-- Instrucciones y requisitos --
Reescribe como lista el párrafo de la fuente que comienza con «En las antípodas ubican». Conserva sus datos principales.
___ Fuente
Ana Cofiño / laCuerda

Entre feministas hemos cuestionado las concepciones utilizadas por las ciencias y la cultura para definir/organizar a las sociedades. Gracias a ese ejercicio crítico se han resignificado muchos términos que hacen visibles las opresiones características de los sistemas de dominación. Las interpretaciones sobre el mundo que la cultura impone son eminentemente patriarcales en tanto ponen en el centro del universo a los hombres, concebidos como seres superiores. Desde esa óptica machocentrista, lo político es el espacio público, las instituciones, los cargos y las leyes por medio de las cuales se establece un ‘orden’ y donde se toman las decisiones que afectan al conjunto de la sociedad. Ese ámbito de poder sigue siendo ocupado mayoritariamente por hombres, no sólo en el Estado, las finanzas y las empresas, sino en las iglesias, las familias, las academias, las artes y los medios de comunicación. Esa omnipresencia masculina se mantiene a lo largo de los siglos por la vía del control, las amenazas, la fuerza y las armas, o sea la violencia. 

En las antípodas ubican a ‘lo privado’ que se equipara a lo personal, como los deseos, sueños y sentimientos, y a lo doméstico, donde se realizan las tareas necesarias para la reproducción de la vida, consideradas de menor valor, y atribuidas a las mujeres, encarnación de ‘lo femenino’, asociado a la debilidad. La separación simbólica y material de lo público y lo privado ha sido el argumento fundamental para sostener -con todos los tipos de violencia- la subordinación de más de la mitad de la humanidad.
______
___ Registros proporcionados
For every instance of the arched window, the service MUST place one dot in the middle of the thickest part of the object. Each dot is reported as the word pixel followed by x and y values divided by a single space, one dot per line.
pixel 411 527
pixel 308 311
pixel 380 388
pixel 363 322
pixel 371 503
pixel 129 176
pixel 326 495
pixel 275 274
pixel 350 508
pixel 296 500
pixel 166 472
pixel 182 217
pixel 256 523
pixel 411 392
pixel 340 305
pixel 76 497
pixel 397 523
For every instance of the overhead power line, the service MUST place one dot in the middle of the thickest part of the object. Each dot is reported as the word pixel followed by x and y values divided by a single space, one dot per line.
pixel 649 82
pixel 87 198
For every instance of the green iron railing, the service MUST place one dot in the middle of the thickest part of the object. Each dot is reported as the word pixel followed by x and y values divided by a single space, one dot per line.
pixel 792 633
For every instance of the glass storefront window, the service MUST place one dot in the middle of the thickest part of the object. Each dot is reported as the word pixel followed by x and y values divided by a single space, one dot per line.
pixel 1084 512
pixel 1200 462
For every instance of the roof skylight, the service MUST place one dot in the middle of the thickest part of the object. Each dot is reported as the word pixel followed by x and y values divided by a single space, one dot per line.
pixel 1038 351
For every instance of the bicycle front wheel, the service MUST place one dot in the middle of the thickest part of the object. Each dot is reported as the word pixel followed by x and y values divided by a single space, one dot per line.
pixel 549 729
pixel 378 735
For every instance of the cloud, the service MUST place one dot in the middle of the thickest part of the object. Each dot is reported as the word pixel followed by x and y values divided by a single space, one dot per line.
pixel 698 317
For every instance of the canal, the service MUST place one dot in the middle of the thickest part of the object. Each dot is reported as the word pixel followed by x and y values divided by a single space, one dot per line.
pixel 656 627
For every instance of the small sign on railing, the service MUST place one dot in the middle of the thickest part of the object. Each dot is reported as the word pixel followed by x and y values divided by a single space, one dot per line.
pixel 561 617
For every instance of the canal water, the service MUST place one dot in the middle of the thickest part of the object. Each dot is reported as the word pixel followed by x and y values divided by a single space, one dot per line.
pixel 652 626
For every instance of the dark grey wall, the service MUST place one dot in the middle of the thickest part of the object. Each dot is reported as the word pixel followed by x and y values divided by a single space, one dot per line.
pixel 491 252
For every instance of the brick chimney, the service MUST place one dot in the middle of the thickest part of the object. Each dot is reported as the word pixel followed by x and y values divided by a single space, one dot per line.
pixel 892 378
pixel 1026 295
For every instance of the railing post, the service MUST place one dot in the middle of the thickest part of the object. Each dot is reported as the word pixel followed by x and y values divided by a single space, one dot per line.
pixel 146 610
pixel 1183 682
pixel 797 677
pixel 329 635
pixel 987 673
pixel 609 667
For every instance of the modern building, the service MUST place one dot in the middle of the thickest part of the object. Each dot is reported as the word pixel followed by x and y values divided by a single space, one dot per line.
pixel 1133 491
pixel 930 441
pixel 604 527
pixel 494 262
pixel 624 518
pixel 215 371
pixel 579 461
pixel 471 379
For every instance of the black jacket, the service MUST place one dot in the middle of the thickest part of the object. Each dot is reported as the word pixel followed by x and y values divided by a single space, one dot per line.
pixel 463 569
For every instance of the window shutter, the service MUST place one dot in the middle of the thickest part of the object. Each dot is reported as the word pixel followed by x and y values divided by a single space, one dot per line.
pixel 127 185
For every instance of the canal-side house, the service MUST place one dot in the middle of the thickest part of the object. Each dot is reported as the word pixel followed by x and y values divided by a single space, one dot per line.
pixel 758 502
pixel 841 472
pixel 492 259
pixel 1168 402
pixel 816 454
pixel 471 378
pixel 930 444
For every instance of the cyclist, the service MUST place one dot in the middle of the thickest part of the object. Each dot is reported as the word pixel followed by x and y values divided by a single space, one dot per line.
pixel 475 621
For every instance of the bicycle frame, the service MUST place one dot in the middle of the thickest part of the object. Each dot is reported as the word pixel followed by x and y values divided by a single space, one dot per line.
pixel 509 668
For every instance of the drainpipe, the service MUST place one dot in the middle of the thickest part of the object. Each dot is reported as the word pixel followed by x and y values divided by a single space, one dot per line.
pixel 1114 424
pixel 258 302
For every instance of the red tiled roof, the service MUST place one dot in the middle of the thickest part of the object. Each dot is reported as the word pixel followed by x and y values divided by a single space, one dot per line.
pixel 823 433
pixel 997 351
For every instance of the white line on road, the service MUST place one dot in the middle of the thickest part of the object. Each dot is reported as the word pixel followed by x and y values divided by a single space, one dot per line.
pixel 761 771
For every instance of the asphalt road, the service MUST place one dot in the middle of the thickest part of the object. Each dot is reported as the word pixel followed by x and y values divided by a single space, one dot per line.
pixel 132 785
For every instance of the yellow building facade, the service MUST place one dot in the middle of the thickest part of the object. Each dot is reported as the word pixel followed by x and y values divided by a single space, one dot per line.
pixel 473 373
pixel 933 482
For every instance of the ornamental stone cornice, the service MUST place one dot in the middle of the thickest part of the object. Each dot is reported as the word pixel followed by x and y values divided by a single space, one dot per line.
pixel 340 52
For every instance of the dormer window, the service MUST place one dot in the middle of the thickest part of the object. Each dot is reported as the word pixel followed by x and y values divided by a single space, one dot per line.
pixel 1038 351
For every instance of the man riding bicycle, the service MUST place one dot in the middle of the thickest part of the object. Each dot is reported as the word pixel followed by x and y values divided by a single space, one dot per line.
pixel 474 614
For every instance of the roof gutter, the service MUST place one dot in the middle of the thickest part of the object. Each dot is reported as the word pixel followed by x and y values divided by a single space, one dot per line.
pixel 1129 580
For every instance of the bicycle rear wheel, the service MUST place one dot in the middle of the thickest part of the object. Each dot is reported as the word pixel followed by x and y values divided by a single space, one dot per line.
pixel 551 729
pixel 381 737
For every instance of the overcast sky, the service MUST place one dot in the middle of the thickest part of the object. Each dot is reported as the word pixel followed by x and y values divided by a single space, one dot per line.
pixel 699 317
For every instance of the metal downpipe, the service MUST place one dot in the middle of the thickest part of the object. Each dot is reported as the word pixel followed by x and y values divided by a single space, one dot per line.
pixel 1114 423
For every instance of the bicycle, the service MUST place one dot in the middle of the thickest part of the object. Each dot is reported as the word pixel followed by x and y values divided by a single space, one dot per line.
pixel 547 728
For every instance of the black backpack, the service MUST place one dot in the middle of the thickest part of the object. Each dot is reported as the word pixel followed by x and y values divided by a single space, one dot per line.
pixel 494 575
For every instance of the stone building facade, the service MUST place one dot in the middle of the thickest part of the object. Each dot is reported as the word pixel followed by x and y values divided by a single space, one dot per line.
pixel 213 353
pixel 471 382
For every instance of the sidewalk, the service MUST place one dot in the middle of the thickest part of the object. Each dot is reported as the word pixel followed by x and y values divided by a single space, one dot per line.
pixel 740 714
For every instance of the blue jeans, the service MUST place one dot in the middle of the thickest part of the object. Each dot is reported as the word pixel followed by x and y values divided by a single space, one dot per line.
______
-- Respuesta --
- En las antípodas de lo público se ubica «lo privado». Se equipara a lo personal, como los deseos, los sueños y los sentimientos, y a lo doméstico.
- En lo doméstico se realizan las tareas necesarias para la reproducción de la vida. Esas tareas se consideran de menor valor.
- Esas tareas se atribuyen a las mujeres, encarnación de «lo femenino», que se asocia a la debilidad.
- La separación simbólica y material de lo público y lo privado ha sido el argumento fundamental para sostener, con todos los tipos de violencia, la subordinación de más de la mitad de la humanidad.